##### SELECTED TEXT #####
Unemployment rate increases in three months to June as wages continue to grow
Despite UK unemployment increasing, wages have grown at a record annual pace between April and June, Shehab Khan reports
The rate of UK unemployment increased in the three months to June even as pay grew at the fastest rate since records began, new figures show.
The Office for National Statistics (ONS) said the unemployment rate hit 4.2% during the quarter, up 0.3 percentage points from the previous three-month period.
It is the highest since the three months to October 2021, the ONS said, and brings the measure above pre-pandemic levels.
The statisticians said regular pay, which excludes bonuses, reached 7.8% compared to a year earlier.
“This is the highest regular annual growth rate we have seen since comparable records began in 2001,” they said.
In real terms, regular pay rose 0.1% for the year when adjusting for Consumer Prices Index including owner occupiers’ housing costs (CPIH) inflation.
It is the first time since October 2021 that real wages have increased, the ONS added.
But when adjusting for Consumer Prices Index (CPI) inflation, the measure was still 0.6% down on the year. That is the smallest reduction since November 2021.
The data shows the number of payrolled employees increased by 97,000 to 30.2 million in July, although the ONS said this is a “provisional estimate and is likely to be revised when more data are received next month”.
Chancellor Jeremy Hunt said: “Thanks to the action we’ve taken in the jobs market, it’s great to see a record number of employees.
“Our ambitious reforms will make work pay and help even more people into work – including by expanding free childcare next year – helping to deliver on our priority to grow the economy.”
ONS director of economic statistics Darren Morgan said: “The number of unemployed people has risen again while the number of people working has fallen back a little.
“This is mainly due to people taking slightly longer to find work than those who started job hunting in recent months.
“The drop in those neither working nor looking for work is mainly among those looking after their family or home.
“Meanwhile the number of people prevented from working by long-term sickness has risen again to a new record.
“Job vacancies have now fallen over a quarter of a million since this time last year. However, they remain significantly above pre-Covid levels.
“Earnings continue to grow in cash terms, with basic pay growing at its fastest since current records began.
“Coupled with lower inflation, this means the position on people’s real pay is recovering and now looks a bit better than a few months back.”
##### INPUT DATA #####
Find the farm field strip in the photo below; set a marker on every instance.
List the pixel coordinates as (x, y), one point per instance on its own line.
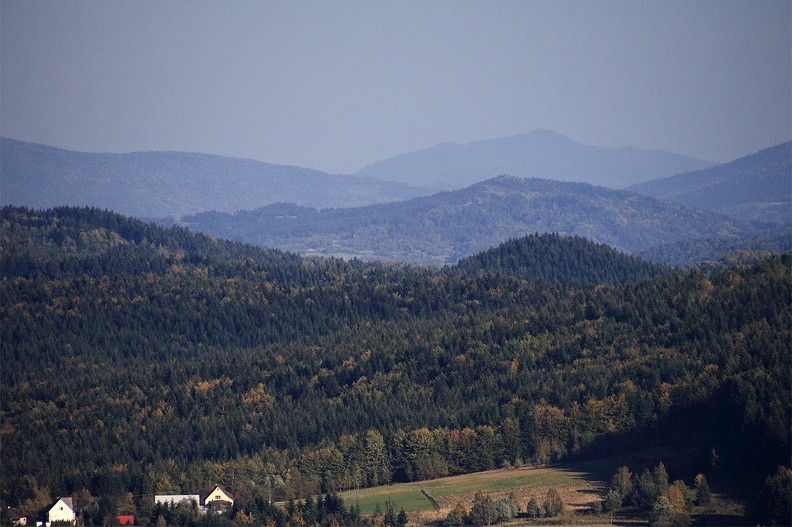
(446, 491)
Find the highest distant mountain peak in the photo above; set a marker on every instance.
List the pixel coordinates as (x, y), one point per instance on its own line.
(538, 154)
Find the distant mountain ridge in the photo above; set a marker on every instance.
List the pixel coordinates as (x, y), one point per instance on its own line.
(755, 187)
(539, 154)
(442, 228)
(163, 184)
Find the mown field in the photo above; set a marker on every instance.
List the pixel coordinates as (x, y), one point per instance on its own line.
(580, 484)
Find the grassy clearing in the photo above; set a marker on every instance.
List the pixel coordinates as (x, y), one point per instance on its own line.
(580, 481)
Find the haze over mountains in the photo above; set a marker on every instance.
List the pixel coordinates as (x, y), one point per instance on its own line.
(755, 187)
(711, 211)
(445, 227)
(171, 184)
(539, 154)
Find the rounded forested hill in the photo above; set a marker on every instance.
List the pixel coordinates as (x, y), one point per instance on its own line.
(561, 259)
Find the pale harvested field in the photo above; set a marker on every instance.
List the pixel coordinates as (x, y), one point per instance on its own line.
(579, 484)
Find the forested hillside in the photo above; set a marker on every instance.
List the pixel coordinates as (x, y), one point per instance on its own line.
(141, 360)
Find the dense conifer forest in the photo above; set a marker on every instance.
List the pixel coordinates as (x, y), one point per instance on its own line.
(141, 360)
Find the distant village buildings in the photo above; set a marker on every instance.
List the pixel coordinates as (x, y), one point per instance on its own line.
(218, 500)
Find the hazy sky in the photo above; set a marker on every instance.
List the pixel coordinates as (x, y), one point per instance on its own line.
(337, 85)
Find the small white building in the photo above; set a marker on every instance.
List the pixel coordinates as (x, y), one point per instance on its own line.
(62, 511)
(176, 499)
(219, 499)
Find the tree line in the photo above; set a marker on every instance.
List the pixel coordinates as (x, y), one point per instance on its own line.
(150, 360)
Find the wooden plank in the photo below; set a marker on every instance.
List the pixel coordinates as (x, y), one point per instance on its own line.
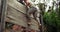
(16, 17)
(15, 4)
(34, 25)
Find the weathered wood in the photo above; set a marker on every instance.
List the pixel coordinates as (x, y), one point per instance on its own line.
(15, 4)
(34, 25)
(16, 17)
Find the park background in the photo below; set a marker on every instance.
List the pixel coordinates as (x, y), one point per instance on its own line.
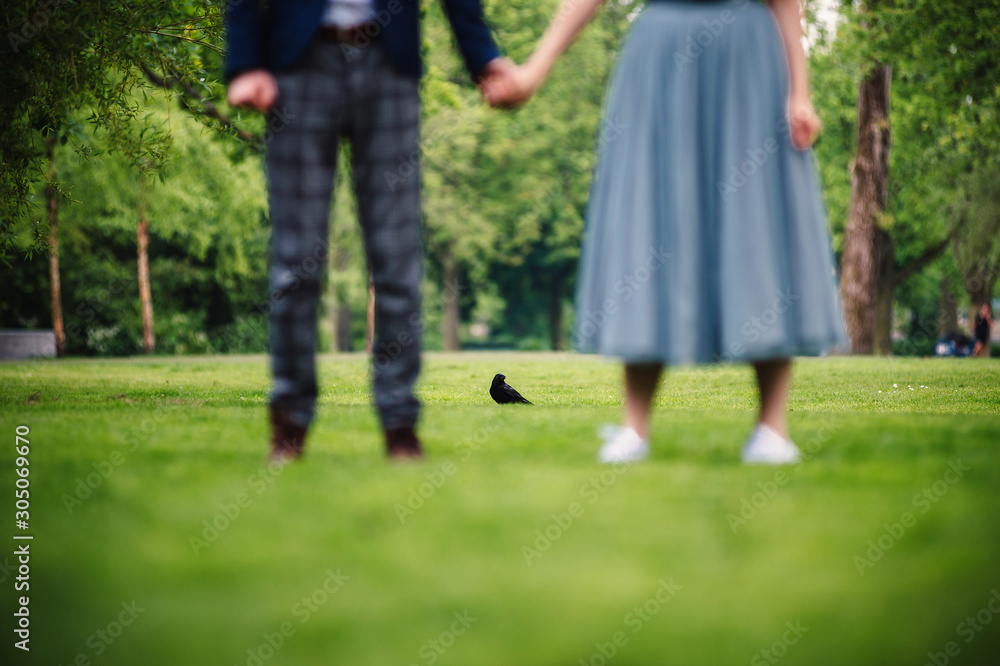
(162, 536)
(119, 150)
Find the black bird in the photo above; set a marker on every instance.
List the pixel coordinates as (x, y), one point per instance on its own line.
(503, 393)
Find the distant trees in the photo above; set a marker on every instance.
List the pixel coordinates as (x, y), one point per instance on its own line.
(119, 151)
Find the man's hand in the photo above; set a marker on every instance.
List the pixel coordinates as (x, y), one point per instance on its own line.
(506, 85)
(255, 88)
(803, 123)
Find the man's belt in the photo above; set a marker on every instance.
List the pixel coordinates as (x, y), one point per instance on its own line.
(361, 33)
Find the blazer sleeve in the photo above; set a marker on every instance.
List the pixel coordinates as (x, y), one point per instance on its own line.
(243, 38)
(475, 42)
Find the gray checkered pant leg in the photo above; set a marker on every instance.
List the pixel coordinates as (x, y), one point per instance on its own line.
(339, 91)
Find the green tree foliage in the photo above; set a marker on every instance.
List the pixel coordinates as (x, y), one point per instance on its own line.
(62, 59)
(207, 249)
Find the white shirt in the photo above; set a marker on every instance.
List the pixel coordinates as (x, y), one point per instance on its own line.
(348, 13)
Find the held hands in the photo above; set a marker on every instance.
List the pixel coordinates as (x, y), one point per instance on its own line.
(803, 123)
(505, 85)
(255, 88)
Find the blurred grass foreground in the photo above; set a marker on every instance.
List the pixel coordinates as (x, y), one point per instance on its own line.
(162, 537)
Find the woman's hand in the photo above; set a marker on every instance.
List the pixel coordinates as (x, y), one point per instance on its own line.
(509, 87)
(804, 125)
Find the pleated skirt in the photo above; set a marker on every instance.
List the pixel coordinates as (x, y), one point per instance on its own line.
(706, 236)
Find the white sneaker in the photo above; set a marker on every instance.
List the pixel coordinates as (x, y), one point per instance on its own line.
(621, 445)
(767, 447)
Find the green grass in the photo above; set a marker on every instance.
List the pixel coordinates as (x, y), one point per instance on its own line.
(183, 441)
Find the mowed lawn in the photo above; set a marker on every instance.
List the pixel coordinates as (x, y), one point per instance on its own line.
(161, 536)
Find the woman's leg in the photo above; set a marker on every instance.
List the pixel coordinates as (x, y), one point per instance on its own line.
(641, 380)
(773, 379)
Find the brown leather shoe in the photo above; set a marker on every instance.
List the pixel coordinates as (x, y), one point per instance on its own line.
(402, 444)
(287, 437)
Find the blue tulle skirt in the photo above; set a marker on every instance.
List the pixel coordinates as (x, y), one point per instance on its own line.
(706, 236)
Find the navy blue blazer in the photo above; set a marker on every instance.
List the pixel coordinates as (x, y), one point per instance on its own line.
(277, 38)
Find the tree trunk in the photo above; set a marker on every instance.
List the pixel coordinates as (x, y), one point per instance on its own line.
(370, 329)
(885, 287)
(555, 313)
(947, 310)
(145, 292)
(56, 287)
(342, 327)
(341, 319)
(449, 322)
(869, 184)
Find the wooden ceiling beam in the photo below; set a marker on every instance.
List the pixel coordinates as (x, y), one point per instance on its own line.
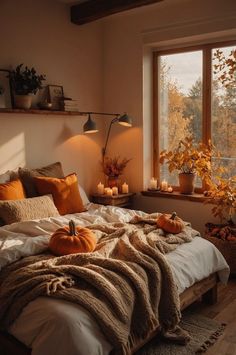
(92, 10)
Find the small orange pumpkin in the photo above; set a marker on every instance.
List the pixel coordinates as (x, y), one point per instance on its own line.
(170, 223)
(71, 240)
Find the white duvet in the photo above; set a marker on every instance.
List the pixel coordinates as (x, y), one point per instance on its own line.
(57, 327)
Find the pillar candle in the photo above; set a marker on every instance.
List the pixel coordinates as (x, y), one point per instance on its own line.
(115, 190)
(164, 185)
(100, 188)
(153, 184)
(109, 191)
(125, 188)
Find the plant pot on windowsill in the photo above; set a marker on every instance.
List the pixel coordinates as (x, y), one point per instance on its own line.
(186, 183)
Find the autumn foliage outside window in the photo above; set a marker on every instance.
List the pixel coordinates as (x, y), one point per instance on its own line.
(186, 108)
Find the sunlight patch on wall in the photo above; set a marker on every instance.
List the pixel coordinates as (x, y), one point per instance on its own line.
(12, 153)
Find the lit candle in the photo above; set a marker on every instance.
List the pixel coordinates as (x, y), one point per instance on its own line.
(100, 188)
(115, 190)
(125, 188)
(164, 185)
(109, 191)
(153, 184)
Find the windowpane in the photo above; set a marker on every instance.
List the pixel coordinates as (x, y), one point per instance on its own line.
(223, 120)
(180, 103)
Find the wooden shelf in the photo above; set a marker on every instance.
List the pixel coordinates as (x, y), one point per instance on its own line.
(41, 112)
(121, 200)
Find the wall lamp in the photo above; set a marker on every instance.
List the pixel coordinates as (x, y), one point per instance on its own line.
(91, 127)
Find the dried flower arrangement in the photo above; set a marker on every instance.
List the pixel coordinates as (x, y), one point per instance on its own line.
(113, 167)
(222, 194)
(190, 158)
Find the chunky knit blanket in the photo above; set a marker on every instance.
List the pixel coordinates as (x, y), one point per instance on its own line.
(126, 284)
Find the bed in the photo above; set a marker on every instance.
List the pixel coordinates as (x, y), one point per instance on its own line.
(55, 326)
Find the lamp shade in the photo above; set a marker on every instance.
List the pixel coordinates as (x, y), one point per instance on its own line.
(90, 126)
(125, 120)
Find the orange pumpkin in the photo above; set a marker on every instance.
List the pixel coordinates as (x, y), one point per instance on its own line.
(170, 223)
(71, 240)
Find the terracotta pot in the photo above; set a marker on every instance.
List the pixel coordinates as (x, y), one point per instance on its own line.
(186, 183)
(22, 101)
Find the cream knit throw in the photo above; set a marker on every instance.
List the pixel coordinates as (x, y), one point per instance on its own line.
(126, 284)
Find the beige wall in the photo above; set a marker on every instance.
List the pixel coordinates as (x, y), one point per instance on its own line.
(39, 33)
(129, 40)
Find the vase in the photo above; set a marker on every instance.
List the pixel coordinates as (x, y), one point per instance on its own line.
(22, 101)
(186, 183)
(113, 181)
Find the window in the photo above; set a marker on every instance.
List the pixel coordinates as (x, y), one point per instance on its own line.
(191, 97)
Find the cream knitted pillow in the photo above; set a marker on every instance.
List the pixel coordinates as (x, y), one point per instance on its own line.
(12, 211)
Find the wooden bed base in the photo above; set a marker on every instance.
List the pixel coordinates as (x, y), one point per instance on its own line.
(207, 289)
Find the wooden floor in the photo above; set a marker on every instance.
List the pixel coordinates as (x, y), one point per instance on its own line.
(224, 311)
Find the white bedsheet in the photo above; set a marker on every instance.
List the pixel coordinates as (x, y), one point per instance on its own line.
(57, 327)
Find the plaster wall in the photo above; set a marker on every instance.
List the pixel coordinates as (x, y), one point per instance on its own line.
(39, 33)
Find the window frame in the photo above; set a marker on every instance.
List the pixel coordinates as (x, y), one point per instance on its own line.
(206, 96)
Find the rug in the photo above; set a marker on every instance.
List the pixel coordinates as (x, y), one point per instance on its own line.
(204, 332)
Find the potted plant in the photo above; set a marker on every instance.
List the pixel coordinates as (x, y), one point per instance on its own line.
(113, 168)
(25, 81)
(222, 194)
(189, 159)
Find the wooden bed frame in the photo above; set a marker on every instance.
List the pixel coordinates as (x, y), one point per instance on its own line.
(207, 289)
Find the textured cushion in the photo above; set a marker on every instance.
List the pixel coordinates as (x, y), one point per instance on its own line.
(65, 192)
(27, 209)
(27, 175)
(5, 177)
(12, 190)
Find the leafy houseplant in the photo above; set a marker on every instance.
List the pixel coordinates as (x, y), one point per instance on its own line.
(189, 159)
(222, 194)
(113, 168)
(25, 81)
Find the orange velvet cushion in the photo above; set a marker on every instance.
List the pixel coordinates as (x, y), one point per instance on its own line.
(64, 191)
(12, 190)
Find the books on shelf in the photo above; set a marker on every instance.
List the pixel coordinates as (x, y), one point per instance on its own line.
(70, 105)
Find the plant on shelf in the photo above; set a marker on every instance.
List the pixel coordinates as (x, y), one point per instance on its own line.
(113, 168)
(190, 159)
(222, 194)
(25, 81)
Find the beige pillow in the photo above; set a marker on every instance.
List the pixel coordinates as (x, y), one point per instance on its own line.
(12, 211)
(27, 175)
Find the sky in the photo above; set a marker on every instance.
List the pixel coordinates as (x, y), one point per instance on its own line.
(186, 67)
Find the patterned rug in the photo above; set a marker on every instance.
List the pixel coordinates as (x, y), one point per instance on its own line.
(204, 332)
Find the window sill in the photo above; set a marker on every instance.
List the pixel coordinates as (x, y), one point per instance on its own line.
(175, 195)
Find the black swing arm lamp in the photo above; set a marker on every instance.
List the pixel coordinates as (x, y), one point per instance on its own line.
(90, 125)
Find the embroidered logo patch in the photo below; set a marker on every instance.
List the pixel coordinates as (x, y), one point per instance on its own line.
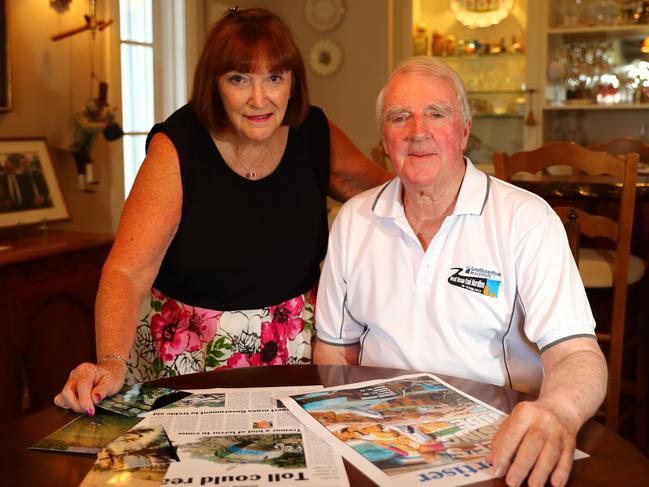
(477, 280)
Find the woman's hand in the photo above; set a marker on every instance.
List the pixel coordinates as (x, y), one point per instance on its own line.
(89, 384)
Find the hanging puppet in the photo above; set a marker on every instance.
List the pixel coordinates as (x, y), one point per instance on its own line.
(96, 117)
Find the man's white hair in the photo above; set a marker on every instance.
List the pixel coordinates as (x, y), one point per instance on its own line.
(431, 68)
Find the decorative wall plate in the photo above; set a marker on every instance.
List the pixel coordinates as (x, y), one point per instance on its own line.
(324, 15)
(325, 57)
(480, 13)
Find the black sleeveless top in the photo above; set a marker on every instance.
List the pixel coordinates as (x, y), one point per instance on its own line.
(245, 244)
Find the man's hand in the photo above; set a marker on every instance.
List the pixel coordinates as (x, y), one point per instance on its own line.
(539, 437)
(533, 441)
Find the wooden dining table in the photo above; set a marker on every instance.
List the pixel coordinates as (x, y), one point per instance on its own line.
(612, 461)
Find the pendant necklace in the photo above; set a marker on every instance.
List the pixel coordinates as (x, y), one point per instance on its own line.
(250, 173)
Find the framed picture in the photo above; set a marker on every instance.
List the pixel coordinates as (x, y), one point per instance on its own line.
(5, 62)
(29, 190)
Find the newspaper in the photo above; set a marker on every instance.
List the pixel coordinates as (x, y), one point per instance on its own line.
(244, 437)
(409, 430)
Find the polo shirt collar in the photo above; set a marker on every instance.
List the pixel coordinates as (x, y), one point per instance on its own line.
(471, 199)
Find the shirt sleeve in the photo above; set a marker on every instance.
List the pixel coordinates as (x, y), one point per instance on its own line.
(550, 287)
(334, 323)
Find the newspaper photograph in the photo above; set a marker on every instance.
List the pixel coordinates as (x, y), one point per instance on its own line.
(409, 430)
(244, 437)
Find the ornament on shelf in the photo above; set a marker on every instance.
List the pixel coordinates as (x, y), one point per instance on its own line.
(325, 57)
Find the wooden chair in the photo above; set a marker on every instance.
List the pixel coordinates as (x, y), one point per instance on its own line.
(624, 169)
(624, 145)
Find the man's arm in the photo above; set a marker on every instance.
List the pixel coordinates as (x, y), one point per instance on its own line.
(351, 171)
(539, 437)
(327, 354)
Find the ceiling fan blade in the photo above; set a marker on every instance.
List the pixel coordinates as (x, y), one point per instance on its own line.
(71, 32)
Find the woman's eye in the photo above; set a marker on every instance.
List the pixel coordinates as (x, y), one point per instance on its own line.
(237, 79)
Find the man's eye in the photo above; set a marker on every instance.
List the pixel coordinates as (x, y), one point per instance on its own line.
(435, 114)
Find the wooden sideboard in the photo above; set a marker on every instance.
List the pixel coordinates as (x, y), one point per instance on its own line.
(47, 293)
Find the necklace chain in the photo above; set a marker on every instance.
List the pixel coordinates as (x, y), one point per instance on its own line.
(251, 172)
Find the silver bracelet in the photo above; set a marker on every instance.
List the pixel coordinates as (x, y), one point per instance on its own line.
(113, 356)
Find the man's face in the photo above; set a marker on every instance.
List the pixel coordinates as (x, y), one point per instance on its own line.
(423, 130)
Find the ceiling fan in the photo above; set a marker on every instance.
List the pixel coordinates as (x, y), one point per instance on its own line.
(93, 24)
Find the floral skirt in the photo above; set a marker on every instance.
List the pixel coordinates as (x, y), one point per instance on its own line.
(173, 338)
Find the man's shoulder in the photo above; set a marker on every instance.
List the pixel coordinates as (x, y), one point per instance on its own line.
(367, 199)
(509, 196)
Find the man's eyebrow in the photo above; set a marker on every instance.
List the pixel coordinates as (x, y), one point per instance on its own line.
(440, 107)
(391, 111)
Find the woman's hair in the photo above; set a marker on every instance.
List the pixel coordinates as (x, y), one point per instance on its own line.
(242, 41)
(433, 69)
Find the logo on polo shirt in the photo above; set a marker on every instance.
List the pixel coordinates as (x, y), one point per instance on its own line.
(477, 280)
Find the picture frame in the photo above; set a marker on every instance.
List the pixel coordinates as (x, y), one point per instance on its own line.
(5, 58)
(29, 189)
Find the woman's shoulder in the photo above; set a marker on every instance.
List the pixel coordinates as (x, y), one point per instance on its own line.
(180, 126)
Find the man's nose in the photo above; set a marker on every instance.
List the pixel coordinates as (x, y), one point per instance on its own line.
(417, 128)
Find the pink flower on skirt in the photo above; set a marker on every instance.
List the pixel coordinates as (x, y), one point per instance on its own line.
(169, 330)
(286, 317)
(239, 359)
(201, 327)
(273, 344)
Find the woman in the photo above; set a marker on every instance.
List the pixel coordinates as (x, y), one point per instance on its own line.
(226, 223)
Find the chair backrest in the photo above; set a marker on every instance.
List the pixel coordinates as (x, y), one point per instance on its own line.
(624, 145)
(586, 163)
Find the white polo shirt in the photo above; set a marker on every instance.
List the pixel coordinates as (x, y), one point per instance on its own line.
(496, 285)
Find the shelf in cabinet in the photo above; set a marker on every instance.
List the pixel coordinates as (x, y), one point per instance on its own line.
(471, 57)
(495, 92)
(595, 106)
(498, 115)
(608, 30)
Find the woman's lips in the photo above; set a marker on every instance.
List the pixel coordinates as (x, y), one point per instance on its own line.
(259, 118)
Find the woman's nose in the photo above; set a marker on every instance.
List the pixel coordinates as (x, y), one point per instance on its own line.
(257, 95)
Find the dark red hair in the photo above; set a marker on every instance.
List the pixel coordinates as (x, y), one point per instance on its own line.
(241, 41)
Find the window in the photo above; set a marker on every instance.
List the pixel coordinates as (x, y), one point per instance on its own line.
(152, 45)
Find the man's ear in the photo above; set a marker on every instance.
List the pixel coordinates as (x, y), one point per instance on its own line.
(466, 132)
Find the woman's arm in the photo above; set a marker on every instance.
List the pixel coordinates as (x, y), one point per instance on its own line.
(351, 171)
(147, 226)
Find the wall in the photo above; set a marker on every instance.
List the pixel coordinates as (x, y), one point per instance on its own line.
(51, 81)
(348, 97)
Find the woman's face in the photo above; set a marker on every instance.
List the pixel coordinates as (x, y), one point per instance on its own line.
(255, 102)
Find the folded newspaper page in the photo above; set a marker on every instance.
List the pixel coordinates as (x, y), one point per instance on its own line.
(408, 430)
(245, 437)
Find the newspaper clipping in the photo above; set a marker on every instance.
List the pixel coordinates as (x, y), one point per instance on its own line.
(410, 430)
(237, 437)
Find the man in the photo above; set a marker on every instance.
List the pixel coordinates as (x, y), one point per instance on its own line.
(448, 270)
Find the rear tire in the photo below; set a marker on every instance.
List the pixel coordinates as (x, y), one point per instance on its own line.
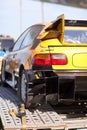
(23, 90)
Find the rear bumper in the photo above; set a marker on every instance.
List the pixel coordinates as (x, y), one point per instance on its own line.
(71, 73)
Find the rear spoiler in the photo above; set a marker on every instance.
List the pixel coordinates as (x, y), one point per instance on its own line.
(81, 23)
(54, 29)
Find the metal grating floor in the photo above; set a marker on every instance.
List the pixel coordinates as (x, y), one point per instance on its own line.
(42, 118)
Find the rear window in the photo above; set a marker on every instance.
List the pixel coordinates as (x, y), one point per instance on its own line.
(6, 44)
(75, 36)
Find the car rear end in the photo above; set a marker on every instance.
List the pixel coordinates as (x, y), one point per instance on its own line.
(65, 64)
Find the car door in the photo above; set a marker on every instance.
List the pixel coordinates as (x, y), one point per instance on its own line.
(12, 60)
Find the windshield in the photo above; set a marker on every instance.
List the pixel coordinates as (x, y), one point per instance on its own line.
(75, 36)
(6, 44)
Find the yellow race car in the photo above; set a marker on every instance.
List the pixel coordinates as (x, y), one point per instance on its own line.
(48, 63)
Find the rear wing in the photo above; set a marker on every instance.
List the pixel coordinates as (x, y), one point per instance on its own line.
(55, 29)
(81, 23)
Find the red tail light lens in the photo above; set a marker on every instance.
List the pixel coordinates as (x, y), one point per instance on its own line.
(50, 59)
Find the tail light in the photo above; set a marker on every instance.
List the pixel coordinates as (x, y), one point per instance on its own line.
(50, 59)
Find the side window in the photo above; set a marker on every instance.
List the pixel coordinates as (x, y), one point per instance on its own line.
(31, 35)
(19, 41)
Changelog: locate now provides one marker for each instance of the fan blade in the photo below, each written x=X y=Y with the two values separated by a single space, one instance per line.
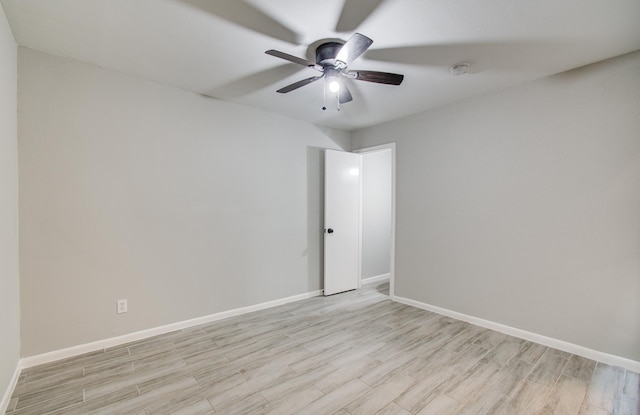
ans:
x=298 y=84
x=294 y=59
x=352 y=49
x=344 y=95
x=377 y=77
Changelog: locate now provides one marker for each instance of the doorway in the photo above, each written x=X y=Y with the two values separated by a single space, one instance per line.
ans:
x=377 y=218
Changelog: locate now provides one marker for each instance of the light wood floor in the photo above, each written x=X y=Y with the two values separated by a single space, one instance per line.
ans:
x=352 y=353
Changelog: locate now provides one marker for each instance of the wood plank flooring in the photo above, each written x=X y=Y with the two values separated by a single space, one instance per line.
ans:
#####
→ **ASSIGNED TASK A**: Please return everything in the article on UK unemployment from "ONS director of" down to "in recent months.", copied word for word.
→ **ASSIGNED TASK B**: Summarize the article on UK unemployment in two sentences.

→ **EXERCISE RESPONSE A**:
ONS director of economic statistics Darren Morgan said: “The number of unemployed people has risen again while the number of people working has fallen back a little.
“This is mainly due to people taking slightly longer to find work than those who started job hunting in recent months.

→ **EXERCISE RESPONSE B**: The UK unemployment rate rose to 4.2% in the three months to June, its highest since the three months to October 2021. Over the same period, regular pay grew 7.8% on the year, the fastest since comparable records began in 2001, and real regular pay rose 0.1% after adjusting for CPIH inflation, its first increase since October 2021.